- [Compiti dell'esercizio]
• a. Ricopia dal testo sui bloccanti della pubertà tutto il passo che va da "Che si tratti" giù fino a "centro di Careggi.".
• b. Porta avanti il testo sulla triptorelina per gli adolescenti transgender, riprendendo subito dopo la sua ultima frase.

- [Testo selezionato]

· · · ·

Qualora si proseguisse in questo senso, il rischio sarebbe quello di privare sempre più persone dell’assistenza e di un supporto adeguato e vitale. Betta, cofondatrice dell’associazione GenderLens e madre di una persona non binaria, ritiene ad esempio che escludere un farmaco costoso come la triptorelina dall’elenco di quelli a carico del Servizio sanitario nazionale, e farlo “per motivi meramente ideologici sarebbe un atto discriminatorio” e un modo per “negare l’esistenza stessa di queste giovani creature”.

Dello stesso parere è la madre di un’adolescente che al momento sta assumendo i bloccanti della pubertà: “Se dovessero impedire i bloccanti alla nostra bambina sarebbe veramente una tragedia”, ha detto a Valigia Blu, aggiungendo anche che se la figlia non avesse cominciato la terapia “oggi vivrebbe in uno stato di disforia sia per lo sviluppo dei caratteri sessuali secondari sia per il dover affrontare il mondo dovendosi nascondere. Al contrario, attualmente vive serena la sua giovane età potendosi mostrare a scuola e in società per ciò che è. Soprattutto, adesso è felice di vivere. Studia con profitto, pratica sport, va alle feste con le amiche e ride, questo prima ci mancava”. Lucia e Claudia, madri di adolescenti transgender, hanno raccontato che alcune delle persone “che conosciamo e che stanno ultimando le visite prima del piano terapeutico si disperano al pensiero di non riuscire a ottenere i bloccanti e di dover quindi subire dei cambiamenti fisici non desiderati”.

Che si tratti di posizioni ideologiche e non basate sui fatti o su una reale preoccupazione nei confronti dei minori è palese. Da un lato infatti, le evidenze scientifiche oggi dimostrano non solo la sicurezza, ma anche la necessità di fornire assistenza e terapie adeguate ad adolescenti transgender e in fase di esplorazione. “Un farmaco salva-vita” è come ad esempio 12 gruppi di esperti in Italia hanno definito la triptorelina, in risposta all’ispezione al centro di Careggi.

· · · ·

- [Estratti dei dati]
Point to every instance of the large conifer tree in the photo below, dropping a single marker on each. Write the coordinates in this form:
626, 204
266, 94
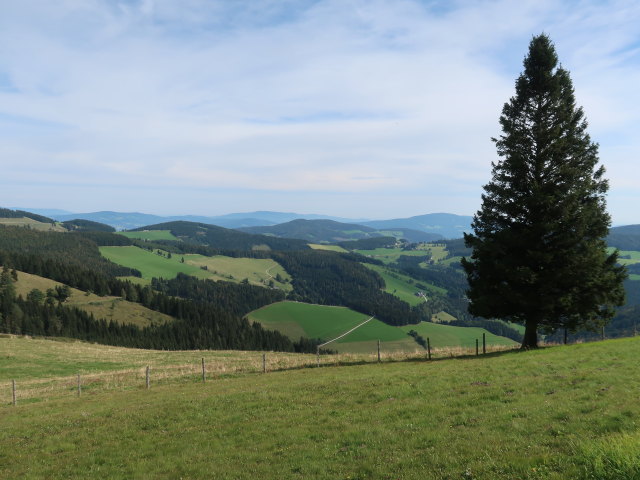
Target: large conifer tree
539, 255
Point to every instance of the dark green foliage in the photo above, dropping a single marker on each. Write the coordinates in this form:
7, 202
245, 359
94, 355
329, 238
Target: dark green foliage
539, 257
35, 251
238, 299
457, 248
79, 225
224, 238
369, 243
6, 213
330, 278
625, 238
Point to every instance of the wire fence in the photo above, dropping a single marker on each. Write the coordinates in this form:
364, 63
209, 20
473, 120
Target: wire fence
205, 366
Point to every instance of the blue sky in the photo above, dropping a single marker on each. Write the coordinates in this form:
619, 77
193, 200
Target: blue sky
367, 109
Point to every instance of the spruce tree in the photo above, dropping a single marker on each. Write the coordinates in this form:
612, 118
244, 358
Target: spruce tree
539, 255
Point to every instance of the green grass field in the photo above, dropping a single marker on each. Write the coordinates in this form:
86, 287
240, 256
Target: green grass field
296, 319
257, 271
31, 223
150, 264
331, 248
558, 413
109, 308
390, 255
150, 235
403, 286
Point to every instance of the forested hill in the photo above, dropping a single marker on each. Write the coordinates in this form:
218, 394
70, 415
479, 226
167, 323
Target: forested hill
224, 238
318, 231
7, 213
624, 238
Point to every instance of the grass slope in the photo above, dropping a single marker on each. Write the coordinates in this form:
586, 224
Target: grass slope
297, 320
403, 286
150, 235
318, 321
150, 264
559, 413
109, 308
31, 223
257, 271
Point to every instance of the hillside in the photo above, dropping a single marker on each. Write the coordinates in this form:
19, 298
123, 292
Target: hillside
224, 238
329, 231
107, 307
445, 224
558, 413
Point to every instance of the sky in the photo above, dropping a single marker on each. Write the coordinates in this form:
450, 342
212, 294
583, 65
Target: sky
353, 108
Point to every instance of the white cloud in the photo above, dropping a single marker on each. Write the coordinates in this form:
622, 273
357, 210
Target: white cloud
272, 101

· · · ·

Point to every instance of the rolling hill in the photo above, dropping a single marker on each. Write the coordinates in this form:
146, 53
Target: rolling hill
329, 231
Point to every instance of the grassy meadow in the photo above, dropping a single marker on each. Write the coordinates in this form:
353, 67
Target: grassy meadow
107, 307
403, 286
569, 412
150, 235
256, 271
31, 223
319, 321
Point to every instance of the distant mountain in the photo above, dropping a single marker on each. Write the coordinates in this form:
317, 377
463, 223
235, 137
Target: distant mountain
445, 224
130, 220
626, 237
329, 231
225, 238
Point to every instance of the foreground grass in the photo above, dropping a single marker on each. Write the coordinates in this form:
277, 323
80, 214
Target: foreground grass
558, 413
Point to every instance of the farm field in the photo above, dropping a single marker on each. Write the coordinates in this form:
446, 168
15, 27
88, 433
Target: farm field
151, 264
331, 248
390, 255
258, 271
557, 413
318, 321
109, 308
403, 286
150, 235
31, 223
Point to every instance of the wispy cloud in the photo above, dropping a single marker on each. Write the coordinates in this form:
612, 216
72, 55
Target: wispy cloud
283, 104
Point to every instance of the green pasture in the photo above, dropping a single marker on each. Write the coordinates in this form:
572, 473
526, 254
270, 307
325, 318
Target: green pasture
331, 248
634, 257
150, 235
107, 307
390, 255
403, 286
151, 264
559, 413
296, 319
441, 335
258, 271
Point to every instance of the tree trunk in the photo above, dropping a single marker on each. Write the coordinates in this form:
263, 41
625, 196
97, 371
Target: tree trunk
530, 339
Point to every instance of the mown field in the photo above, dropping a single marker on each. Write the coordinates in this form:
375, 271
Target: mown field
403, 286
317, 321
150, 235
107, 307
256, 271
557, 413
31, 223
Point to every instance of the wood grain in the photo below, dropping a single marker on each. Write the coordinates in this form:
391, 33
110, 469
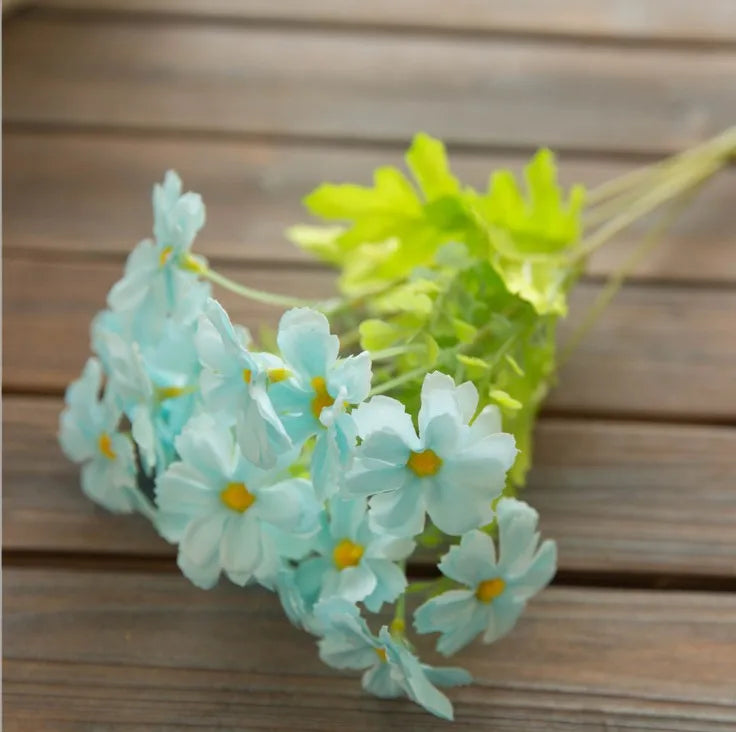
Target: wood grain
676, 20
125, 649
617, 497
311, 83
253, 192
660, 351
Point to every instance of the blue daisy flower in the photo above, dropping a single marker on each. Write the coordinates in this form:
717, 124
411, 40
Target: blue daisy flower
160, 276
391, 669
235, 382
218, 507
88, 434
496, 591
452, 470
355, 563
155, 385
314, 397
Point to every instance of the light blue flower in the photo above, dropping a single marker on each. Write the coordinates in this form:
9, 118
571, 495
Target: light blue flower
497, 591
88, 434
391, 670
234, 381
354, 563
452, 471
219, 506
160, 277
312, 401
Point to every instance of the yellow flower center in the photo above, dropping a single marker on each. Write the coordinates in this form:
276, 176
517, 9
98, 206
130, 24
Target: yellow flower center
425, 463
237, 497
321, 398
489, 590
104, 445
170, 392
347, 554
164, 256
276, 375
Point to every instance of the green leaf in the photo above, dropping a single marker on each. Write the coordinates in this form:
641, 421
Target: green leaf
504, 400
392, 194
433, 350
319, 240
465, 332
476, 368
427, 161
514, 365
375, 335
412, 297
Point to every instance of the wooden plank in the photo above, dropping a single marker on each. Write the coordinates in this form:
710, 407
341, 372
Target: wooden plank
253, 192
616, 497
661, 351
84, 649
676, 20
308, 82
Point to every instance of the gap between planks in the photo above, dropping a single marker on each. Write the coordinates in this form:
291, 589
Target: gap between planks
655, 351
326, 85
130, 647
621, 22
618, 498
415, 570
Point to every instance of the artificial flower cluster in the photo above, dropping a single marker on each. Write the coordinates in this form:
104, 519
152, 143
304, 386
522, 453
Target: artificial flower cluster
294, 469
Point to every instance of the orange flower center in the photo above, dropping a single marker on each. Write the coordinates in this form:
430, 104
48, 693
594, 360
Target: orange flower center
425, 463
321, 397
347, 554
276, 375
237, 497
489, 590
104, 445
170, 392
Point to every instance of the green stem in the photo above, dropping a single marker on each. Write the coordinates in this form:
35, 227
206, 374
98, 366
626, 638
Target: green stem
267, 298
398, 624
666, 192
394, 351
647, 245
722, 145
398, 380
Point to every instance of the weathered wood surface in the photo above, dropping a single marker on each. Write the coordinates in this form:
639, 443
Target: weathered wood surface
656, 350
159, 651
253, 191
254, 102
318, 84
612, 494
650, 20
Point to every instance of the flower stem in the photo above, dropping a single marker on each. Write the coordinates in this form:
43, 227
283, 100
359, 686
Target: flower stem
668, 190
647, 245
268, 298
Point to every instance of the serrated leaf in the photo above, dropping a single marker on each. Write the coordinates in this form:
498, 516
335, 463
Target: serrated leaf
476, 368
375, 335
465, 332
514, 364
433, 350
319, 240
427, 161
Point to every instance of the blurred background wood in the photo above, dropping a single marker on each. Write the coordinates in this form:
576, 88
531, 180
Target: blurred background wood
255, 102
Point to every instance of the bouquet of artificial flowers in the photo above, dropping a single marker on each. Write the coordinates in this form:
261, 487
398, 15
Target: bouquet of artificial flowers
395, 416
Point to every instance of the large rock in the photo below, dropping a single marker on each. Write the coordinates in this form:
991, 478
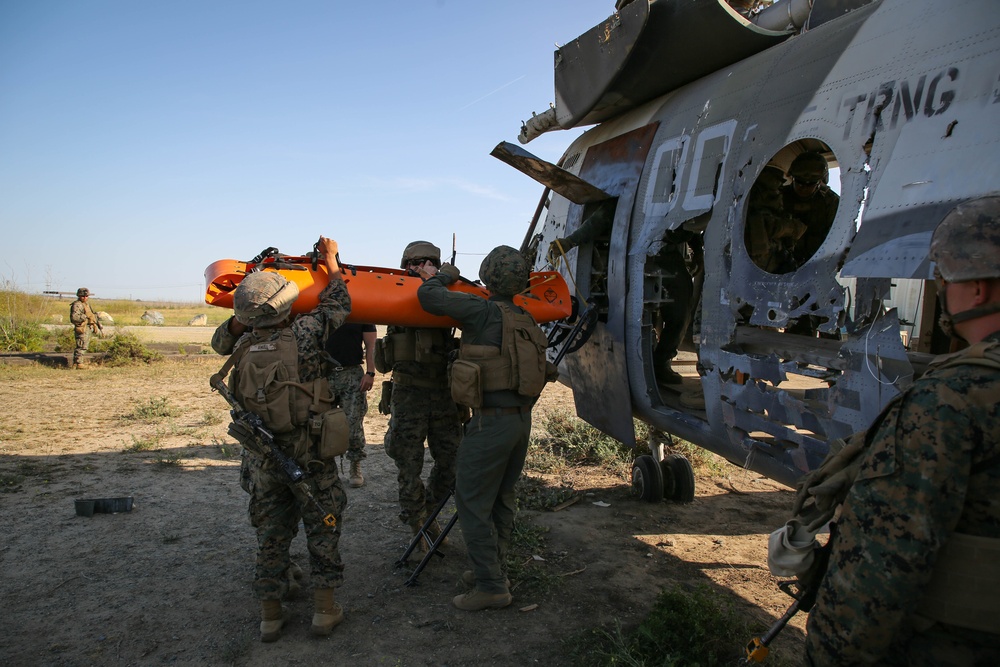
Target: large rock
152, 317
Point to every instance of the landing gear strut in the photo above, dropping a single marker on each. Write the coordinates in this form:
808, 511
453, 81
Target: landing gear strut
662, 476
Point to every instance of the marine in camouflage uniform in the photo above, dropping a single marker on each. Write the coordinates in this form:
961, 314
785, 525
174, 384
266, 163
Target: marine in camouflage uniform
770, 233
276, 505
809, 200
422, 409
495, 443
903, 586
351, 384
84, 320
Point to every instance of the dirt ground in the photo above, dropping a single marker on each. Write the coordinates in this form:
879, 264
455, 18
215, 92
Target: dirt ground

· · · ·

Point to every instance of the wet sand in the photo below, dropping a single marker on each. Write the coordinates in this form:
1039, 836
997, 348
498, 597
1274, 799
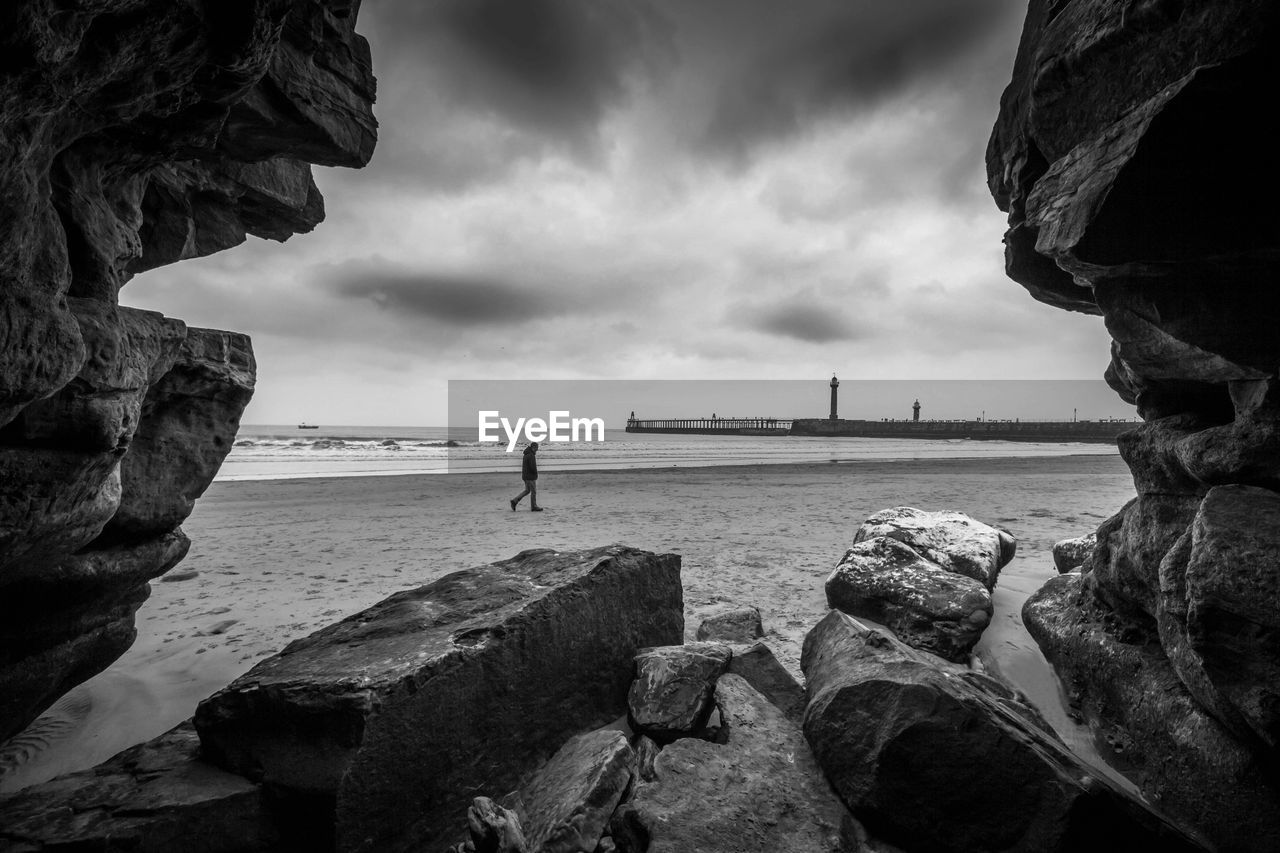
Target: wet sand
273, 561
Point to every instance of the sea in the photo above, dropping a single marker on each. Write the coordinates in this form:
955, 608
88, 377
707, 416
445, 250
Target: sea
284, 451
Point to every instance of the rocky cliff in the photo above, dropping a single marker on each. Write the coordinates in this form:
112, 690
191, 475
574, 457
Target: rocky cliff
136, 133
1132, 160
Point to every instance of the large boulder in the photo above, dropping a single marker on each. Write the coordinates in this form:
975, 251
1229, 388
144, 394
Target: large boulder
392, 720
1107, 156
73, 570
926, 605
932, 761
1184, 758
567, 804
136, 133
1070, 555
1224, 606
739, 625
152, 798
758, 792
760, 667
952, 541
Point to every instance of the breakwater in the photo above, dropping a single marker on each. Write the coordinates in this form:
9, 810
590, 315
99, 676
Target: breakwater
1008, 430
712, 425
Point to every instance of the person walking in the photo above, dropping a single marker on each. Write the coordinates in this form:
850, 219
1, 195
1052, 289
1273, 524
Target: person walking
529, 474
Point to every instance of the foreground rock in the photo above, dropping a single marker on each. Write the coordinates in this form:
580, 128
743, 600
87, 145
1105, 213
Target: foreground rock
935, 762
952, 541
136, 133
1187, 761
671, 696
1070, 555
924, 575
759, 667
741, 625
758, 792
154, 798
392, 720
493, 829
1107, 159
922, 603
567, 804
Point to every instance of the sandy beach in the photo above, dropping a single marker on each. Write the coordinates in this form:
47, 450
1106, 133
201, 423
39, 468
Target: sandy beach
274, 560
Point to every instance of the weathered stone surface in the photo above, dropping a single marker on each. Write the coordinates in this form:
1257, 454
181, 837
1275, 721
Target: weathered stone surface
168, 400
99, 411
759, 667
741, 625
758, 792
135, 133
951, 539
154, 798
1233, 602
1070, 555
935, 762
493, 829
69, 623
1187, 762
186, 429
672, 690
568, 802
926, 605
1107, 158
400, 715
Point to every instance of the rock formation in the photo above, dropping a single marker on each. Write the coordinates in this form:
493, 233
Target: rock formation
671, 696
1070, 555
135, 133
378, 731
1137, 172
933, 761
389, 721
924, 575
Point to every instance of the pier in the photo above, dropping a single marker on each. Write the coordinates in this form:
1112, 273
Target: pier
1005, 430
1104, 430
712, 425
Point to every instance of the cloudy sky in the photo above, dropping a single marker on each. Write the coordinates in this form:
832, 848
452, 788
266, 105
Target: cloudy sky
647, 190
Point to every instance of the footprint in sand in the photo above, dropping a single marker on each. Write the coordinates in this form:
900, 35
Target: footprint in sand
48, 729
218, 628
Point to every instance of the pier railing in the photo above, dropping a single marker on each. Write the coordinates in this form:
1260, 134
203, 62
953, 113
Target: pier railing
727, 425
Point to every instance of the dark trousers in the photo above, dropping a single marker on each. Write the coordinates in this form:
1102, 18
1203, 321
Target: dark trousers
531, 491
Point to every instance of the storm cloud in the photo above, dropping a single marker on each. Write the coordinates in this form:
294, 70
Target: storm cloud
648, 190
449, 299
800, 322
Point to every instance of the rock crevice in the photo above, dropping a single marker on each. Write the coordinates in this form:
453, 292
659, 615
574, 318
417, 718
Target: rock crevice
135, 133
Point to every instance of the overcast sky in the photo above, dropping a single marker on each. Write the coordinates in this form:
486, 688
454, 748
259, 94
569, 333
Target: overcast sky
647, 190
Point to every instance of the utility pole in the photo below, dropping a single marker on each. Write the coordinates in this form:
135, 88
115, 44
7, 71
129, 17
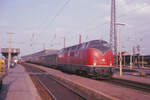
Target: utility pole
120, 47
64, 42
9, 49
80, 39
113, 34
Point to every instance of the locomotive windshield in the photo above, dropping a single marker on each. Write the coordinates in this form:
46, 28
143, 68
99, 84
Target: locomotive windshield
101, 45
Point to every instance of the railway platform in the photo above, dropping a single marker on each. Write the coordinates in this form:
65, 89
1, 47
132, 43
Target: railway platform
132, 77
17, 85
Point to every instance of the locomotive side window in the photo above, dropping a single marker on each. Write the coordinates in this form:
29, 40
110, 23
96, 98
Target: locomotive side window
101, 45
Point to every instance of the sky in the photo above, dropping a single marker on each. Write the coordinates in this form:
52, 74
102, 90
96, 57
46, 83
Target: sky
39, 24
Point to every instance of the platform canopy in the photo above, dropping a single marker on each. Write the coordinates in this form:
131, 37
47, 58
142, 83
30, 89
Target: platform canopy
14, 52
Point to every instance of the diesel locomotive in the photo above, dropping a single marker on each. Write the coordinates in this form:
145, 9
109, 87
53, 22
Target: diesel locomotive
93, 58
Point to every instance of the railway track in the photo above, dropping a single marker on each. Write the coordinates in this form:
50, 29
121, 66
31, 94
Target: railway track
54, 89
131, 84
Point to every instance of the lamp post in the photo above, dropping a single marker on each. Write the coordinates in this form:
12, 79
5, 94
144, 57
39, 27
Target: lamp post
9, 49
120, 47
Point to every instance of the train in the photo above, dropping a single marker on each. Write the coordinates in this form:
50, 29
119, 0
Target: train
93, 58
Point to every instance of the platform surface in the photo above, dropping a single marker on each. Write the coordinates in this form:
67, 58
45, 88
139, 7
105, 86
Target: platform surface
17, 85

· · · ·

- [Elenco delle risposte]
• a.
Che si tratti di posizioni ideologiche e non basate sui fatti o su una reale preoccupazione nei confronti dei minori è palese. Da un lato infatti, le evidenze scientifiche oggi dimostrano non solo la sicurezza, ma anche la necessità di fornire assistenza e terapie adeguate ad adolescenti transgender e in fase di esplorazione. “Un farmaco salva-vita” è come ad esempio 12 gruppi di esperti in Italia hanno definito la triptorelina, in risposta all’ispezione al centro di Careggi.

• b.
Nella nota congiunta, i professionisti specificano non solo l’impatto che lo stigma nei confronti delle persone transgender e in fase di esplorazione ha sulla loro salute mentale, ma anche come i bloccanti della pubertà siano indicati “proprio nei casi in cui il rischio per la salute psicofisica dell’adolescente è significativo”. Per queste ragioni, sostengono gli esperti, è necessario “diffondere una cultura sulla salute” delle persone trans che sia “basata su evidenze scientifiche e non su pregiudizi e posizioni ideologiche che potrebbero mettere a rischio la salute” degli e delle adolescenti “e rendere ancora più difficile il loro percorso di affermazione di genere”. Maggiori ricerche sono sì allora necessarie, ma non nell’ottica di ostacolare ulteriormente l’accesso ai servizi sanitari, ma piuttosto per poter garantire la migliore assistenza alle persone transgender, la cui salute ancora oggi viene trascurata.

Al tempo stesso, le posizioni della destra italiana riflettono quelle dei partiti conservatori di altri paesi: “Le destre di tutto il mondo hanno eletto le persone transgender a loro bersaglio preferito: lo sta facendo il partito conservatore nel Regno Unito, lo sta facendo il partito repubblicano negli Stati Uniti, e lo sta facendo adesso la destra italiana”, ha spiegato l’associazione Sat Pink, che ha parlato di “mossa politica fatta con lo scopo di aumentare i consensi, facendo campagna elettorale sulla pelle delle minoranze”. “Una pericolosa battaglia ideologica” è come invece l’ha definita Betta, “una strategia comune e irresponsabile, messa in atto per impedire alle giovani persone trans la possibilità di avere dei diritti, diritti che riguardano la loro salute e benessere, la loro autodeterminazione di genere e quindi la loro felicità”.

“In generale, riteniamo non sia prerogativa degli Stati democratici decidere in merito alle identità delle persone”, spiegano ancora dal Sat Pink, sostenendo anche la necessità di un modo diverso di parlare di esperienze trans: “L’approccio più sano e depatologizzante consiste nell’ascoltare e rispettare le esigenze della persona (anche se minore), fornendo un ambiente sicuro per esplorare l’identità di genere senza giudizi, senza pressioni da parte degli adulti e, ovviamente, senza rischio di abusi fisici o psicologici di alcun tipo”.